§ Activity
For this exercise, write out the full listing that follows exactly and skip its pictures.

§ Raw data
===============
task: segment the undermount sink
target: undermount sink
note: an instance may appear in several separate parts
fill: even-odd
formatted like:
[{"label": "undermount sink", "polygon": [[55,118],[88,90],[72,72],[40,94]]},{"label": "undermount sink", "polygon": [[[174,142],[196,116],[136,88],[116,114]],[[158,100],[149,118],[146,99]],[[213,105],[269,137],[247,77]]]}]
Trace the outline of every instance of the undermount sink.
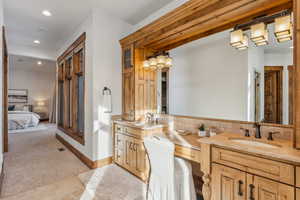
===============
§ Result of this task
task: segment the undermount sink
target: undermount sink
note: an instance may appear in several separate parts
fill: even-odd
formatted like:
[{"label": "undermount sink", "polygon": [[55,118],[88,90],[72,72],[40,94]]},{"label": "undermount sink", "polygon": [[[174,142],[196,116],[136,88],[116,114]],[[158,100],[149,118],[146,99]],[[213,105],[269,137],[247,77]]]}]
Trace the outline of every instance of the undermount sink.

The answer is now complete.